[BRANO SELEZIONATO]
--- --- ---

Mauro Storti: Per risponderLe in maniera esauriente devo ricordarLe innanzitutto qualche dato anagrafico che non figura nel mio curriculum ufficiale: Modena 1937. Cito Modena per il debito che la chitarra ha con la mia città natale dove un certo professor Romolo Ferrari si è speso per sostenere il nostro strumento in uno dei suoi momenti più bui. Chi ha avuto modo di conoscere la rivista L’Arte chitarristica sa quale è stato il suo contributo culturale e organizzativo per tenere accesa la famosa fiaccola della quale già parlava Sor riferendosi a Federico Moretti.

Cito poi l’anno 1937 per andare indietro nel tempo e ricordare che a quell’epoca la chitarra classica era pressoché  ignota, grazie ad una radio di tipo nazional-popolar-patriottico che inondava l’etere di canzonette come Maramao perché sei morto o, nel migliore dei casi, di romanze napoletane e arie celebri della musica lirica. Superate le tristi vicende della guerra, una mia zia suora convinse i miei genitori a mandarmi presso di lei in collegio al fine di alleggerire la difficile situazione economica della mia famiglia gravata di altri due figli.

Fu colà che cantando gregoriano, Perosi, Hëndel, Palestrina e…Verdi, imparai a leggere la musica (mi piace intravvedere in questo e in altri successivi tratti autobiografici una certa curiosa analogia con la biografia di Fernando Sor!).

Rientrato in famiglia dopo cinque anni, mi ritrovai in un paesino nei pressi di  Bari, dove mio padre era stato trasferito per lavoro, e fu là che per puro caso mi capitò fra le mani una chitarra. Munito del solito manualetto di griglie accordali, e superata la prima sorpresa venutami dal constatare che gli  accordi andavano fatti con la mano sinistra anziché con la destra, mano indubbiamente più agile e forte, riuscii pian piano ad impadronirmi dei più comuni giri tonali per accompagnare le canzoni.

Era il momento dei cantanti-chitarristi i cui massimi esponenti erano Roberto Murolo, Rino Salviati e Alfredo Del Pelo (che Oscar Ghiglia ricorda come suo primo insegnante). Fornito di una discreta qualità vocale e di una buona pratica di accompagnamento, mi fu data spesso la possibilità di esibirmi con successo tanto alla radio che alla neonata televisione. Di quel periodo ho un ricordo particolarmente caro del M° Nino Rota, allora direttore del Conservatorio “Piccinni” di Bari che avevo occasione di incontrare spesso presso una famiglia che lo ospitava. Gli piaceva sentirmi cantare accompagnandomi con la chitarra e mi chiedeva spesso alcune canzoni da lui favorite che avevo allora in repertorio.

--- --- ---

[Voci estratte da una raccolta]

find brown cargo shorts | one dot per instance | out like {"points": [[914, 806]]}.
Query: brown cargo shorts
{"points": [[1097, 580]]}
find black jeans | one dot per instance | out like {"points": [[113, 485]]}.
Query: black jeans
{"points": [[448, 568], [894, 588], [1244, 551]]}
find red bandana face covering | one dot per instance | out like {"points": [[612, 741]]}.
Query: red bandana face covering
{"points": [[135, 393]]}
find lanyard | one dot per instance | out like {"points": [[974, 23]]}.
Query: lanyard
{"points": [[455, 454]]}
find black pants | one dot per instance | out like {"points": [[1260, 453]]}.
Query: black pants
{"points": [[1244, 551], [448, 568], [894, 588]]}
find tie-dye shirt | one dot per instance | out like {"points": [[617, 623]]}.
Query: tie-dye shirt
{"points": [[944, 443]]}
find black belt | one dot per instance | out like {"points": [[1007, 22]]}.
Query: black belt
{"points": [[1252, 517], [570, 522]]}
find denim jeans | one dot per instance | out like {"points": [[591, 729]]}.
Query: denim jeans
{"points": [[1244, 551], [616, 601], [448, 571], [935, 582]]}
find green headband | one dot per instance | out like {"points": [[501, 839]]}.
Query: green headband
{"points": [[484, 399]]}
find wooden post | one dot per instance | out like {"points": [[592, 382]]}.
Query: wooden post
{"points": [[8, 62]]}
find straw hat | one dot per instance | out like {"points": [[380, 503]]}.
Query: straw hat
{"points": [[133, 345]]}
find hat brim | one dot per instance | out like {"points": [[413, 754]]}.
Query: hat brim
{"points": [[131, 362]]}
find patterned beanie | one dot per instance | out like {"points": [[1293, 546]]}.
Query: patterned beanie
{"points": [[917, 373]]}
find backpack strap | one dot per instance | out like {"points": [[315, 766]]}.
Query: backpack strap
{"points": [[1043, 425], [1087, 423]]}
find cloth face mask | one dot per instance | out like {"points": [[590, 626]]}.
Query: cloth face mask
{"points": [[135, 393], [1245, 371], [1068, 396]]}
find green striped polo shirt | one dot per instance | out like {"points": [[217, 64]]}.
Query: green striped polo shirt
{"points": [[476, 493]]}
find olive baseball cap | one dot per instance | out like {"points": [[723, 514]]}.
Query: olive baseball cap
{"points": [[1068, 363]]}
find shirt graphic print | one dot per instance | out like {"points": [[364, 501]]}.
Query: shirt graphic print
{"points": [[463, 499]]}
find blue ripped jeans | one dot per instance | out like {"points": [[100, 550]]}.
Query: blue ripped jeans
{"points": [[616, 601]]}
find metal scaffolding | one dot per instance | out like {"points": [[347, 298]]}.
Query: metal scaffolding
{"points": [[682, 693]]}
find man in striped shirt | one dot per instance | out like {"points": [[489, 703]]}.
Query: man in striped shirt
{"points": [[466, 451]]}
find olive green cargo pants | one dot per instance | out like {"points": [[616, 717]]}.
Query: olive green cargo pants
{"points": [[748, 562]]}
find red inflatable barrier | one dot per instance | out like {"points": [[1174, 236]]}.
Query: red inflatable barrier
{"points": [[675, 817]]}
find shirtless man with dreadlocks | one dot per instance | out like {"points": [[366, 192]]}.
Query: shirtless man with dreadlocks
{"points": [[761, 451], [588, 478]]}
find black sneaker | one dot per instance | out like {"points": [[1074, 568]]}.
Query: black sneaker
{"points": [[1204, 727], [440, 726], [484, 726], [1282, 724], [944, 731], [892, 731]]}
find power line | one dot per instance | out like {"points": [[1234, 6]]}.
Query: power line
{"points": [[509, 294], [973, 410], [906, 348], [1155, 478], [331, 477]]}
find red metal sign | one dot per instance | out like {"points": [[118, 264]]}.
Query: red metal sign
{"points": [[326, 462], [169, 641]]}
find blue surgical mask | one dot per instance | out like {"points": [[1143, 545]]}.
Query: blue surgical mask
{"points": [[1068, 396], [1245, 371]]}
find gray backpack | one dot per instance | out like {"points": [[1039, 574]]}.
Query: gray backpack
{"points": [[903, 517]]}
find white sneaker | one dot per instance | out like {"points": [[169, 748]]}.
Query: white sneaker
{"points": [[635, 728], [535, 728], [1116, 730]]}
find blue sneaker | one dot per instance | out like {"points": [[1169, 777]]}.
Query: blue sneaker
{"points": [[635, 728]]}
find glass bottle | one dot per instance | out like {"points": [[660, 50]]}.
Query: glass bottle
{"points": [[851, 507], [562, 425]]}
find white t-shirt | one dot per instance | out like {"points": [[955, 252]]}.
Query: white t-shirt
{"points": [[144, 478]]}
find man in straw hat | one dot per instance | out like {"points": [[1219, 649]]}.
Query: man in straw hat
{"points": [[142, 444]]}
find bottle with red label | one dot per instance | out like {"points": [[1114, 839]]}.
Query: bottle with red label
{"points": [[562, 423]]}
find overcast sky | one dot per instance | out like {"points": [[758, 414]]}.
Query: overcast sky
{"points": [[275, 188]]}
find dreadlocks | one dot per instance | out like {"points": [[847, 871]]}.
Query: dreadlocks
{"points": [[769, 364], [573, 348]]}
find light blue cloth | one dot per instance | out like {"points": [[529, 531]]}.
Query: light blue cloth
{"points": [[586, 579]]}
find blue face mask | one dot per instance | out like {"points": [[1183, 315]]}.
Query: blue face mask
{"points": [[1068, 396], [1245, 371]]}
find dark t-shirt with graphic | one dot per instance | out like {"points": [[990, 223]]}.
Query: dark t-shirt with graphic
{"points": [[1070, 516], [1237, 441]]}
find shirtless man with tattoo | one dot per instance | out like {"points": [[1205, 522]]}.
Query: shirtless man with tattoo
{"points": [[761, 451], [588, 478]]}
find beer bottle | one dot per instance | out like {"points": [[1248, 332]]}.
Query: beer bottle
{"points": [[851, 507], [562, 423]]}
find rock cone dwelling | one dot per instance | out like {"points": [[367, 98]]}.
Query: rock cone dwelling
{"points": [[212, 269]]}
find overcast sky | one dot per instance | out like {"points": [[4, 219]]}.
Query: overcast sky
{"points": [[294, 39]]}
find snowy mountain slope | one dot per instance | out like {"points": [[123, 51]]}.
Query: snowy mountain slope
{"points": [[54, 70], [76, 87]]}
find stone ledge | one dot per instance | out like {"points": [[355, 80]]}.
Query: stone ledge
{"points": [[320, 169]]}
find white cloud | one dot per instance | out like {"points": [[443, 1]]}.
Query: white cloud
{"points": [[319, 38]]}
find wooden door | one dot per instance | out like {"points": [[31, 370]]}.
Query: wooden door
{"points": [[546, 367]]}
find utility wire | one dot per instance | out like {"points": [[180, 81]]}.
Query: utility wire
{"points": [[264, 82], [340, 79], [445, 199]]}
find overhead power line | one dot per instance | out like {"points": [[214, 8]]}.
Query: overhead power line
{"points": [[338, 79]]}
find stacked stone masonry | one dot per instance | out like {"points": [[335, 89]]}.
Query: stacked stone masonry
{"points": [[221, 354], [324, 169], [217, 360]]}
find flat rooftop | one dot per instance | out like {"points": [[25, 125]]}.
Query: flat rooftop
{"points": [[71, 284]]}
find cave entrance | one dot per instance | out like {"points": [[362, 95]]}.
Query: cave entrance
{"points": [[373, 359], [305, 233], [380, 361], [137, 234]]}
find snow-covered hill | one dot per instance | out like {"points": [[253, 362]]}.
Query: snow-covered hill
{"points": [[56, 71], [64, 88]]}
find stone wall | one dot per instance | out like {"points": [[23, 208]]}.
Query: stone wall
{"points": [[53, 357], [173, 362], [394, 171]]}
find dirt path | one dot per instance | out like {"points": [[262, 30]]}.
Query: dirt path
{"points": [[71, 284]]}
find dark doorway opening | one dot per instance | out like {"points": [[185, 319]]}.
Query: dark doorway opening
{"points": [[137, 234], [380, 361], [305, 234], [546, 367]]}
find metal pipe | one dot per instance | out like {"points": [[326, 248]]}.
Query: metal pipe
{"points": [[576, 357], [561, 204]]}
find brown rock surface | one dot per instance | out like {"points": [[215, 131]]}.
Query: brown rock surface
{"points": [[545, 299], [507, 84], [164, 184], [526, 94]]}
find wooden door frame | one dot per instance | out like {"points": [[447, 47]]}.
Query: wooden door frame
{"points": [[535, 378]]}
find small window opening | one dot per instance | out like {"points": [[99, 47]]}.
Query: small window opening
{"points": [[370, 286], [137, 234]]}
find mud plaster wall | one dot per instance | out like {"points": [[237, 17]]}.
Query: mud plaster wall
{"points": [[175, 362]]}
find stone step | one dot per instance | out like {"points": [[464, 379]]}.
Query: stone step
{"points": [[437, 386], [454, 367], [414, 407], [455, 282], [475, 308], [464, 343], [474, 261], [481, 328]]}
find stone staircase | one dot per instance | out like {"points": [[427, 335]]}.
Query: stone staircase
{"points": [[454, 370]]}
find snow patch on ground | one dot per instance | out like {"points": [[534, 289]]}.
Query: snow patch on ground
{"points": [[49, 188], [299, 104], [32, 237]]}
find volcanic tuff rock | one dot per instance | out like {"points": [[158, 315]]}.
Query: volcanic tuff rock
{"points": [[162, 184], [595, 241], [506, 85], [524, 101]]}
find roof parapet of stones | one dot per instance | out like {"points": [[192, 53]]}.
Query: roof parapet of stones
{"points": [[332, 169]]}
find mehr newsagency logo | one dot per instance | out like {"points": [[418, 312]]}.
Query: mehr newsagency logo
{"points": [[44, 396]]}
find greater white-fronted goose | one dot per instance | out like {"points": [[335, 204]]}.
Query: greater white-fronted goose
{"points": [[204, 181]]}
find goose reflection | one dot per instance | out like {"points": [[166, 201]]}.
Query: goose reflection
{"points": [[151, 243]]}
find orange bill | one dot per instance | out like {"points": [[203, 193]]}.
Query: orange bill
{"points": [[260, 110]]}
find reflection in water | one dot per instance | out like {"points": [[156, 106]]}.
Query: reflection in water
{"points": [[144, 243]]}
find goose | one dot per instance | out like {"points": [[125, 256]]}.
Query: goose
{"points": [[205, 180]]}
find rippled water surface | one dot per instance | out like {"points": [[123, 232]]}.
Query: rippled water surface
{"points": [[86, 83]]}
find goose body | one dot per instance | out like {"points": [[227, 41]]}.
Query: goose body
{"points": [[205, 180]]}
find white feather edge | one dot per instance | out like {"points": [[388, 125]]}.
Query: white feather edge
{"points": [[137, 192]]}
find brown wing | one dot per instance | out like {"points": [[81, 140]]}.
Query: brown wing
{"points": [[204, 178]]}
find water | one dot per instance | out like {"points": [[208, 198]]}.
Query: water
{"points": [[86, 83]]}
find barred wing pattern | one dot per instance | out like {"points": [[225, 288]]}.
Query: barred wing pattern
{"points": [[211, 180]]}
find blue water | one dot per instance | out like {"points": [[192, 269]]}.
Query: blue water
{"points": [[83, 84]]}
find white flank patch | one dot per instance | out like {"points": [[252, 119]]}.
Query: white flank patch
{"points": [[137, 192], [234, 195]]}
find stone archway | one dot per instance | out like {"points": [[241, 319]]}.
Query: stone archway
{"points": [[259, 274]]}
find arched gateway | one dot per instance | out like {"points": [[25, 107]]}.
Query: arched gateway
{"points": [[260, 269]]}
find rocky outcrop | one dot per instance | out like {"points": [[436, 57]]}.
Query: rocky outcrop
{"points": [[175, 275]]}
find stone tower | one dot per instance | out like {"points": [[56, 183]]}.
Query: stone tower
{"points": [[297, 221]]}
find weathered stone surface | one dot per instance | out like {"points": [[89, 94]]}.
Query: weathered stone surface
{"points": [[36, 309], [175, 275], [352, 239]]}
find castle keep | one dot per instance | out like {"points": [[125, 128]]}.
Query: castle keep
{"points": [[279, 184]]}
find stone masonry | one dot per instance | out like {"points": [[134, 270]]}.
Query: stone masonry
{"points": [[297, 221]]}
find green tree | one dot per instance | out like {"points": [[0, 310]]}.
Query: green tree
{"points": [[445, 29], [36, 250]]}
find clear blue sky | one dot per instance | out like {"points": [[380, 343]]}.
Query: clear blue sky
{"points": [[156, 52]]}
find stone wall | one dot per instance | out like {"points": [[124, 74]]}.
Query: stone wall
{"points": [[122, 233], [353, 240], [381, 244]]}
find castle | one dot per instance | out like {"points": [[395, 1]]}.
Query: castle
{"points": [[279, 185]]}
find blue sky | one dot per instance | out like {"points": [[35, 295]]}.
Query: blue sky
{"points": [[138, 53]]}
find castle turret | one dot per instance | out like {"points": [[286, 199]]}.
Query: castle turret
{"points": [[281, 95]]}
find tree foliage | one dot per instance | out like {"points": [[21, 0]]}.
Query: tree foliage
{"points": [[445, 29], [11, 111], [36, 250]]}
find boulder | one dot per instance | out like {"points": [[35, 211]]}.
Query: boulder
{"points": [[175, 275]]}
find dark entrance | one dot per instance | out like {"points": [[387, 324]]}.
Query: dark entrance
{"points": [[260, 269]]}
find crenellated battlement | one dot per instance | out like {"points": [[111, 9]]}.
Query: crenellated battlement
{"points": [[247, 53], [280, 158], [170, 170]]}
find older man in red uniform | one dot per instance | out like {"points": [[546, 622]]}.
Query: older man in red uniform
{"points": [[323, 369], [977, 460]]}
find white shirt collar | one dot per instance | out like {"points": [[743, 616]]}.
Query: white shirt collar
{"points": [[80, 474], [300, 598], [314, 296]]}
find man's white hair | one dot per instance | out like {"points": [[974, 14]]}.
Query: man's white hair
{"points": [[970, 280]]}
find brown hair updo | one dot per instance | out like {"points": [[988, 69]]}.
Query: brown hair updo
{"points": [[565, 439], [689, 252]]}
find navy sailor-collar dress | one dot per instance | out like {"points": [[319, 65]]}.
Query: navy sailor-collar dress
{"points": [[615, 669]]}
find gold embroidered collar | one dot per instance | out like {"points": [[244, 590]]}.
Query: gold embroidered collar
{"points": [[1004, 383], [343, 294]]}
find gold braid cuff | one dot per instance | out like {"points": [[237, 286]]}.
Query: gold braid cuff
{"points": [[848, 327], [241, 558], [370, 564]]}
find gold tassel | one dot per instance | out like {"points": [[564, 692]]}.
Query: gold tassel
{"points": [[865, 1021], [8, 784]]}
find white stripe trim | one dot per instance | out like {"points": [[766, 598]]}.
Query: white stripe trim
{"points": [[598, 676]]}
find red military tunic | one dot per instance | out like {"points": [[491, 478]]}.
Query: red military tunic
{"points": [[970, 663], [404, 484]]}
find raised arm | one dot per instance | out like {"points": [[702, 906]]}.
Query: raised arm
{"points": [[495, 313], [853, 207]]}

--- --- ---

[RICHIESTA ASSEGNATA 1]
Nell'intervista a Mauro Storti, chi era allora direttore del Conservatorio "Piccinni" di Bari?
[RICHIESTA ASSEGNATA 2]
Per favore, prosegui l'intervista a Mauro Storti dopo l'ultima frase, quella sulle canzoni favorite di Nino Rota.
I dati sono materiale separato dall'intervista a Mauro Storti.

[RISPOSTA ATTESA 1]
Il M° Nino Rota.

[RISPOSTA ATTESA 2]
(ricordo ancor oggi con emozione come oltre dieci anni dopo aver lasciato Bari,  nel gennaio del 1971, in occasione  di un mio concerto a presso l’Accademia Polifonica Barese, mi telefonò mentre stavo pranzando a casa di amici per scusarsi di non aver potuto assistere al mio concerto perché indisposto).

Quando però un giorno mi accadde di ascoltare alla radio un meraviglioso pezzo sconosciuto suonato da un chitarrista altrettanto sconosciuto (avevo 14 anni, frequentavo l’Istituto Tecnico Industriale e seppi poi che si trattava di Recuerdos de la Alhambra e di Manuel Diaz Caño) la mia vita cambiò ed ebbe inizio un’altalenante avventura con la chitarra classica, fatta di tenacia appassionata e di un alternarsi di momenti esaltanti e di momenti deprimenti.

Partito alla ricerca di un metodo per chitarra classica non trovai, nel negozio più fornito di Bari, che il Metodo di Carulli sul quale, sapendo leggere la musica, posso dire di essermi avventato col più grande entusiasmo, letteralmente affascinato dai deliziosi studi di quel “genio della facilità”. I primi problemi mi si affacciarono per la mancanza di indicazioni sulla diteggiatura della mano destra che non andavano oltre l’indice sulla terza corda, il medio sulla seconda e l’anulare sulla prima.

Tornato al negozio di cui sopra e consultato un catalogo, mi sembrò di poter trovare maggiori chiarimenti in un Gran Metodo para Guitarra di Aguado-Sinopoli, scritto in spagnolo e dal costo non irrilevante, per allora, di Lire 3.000. Munito di un dizionario e di una indefettibile fiducia in tanto libro, mi cimentai per tre anni su quello che oggi definirei un vero “letto di Procuste” (e non sarà l’unico…).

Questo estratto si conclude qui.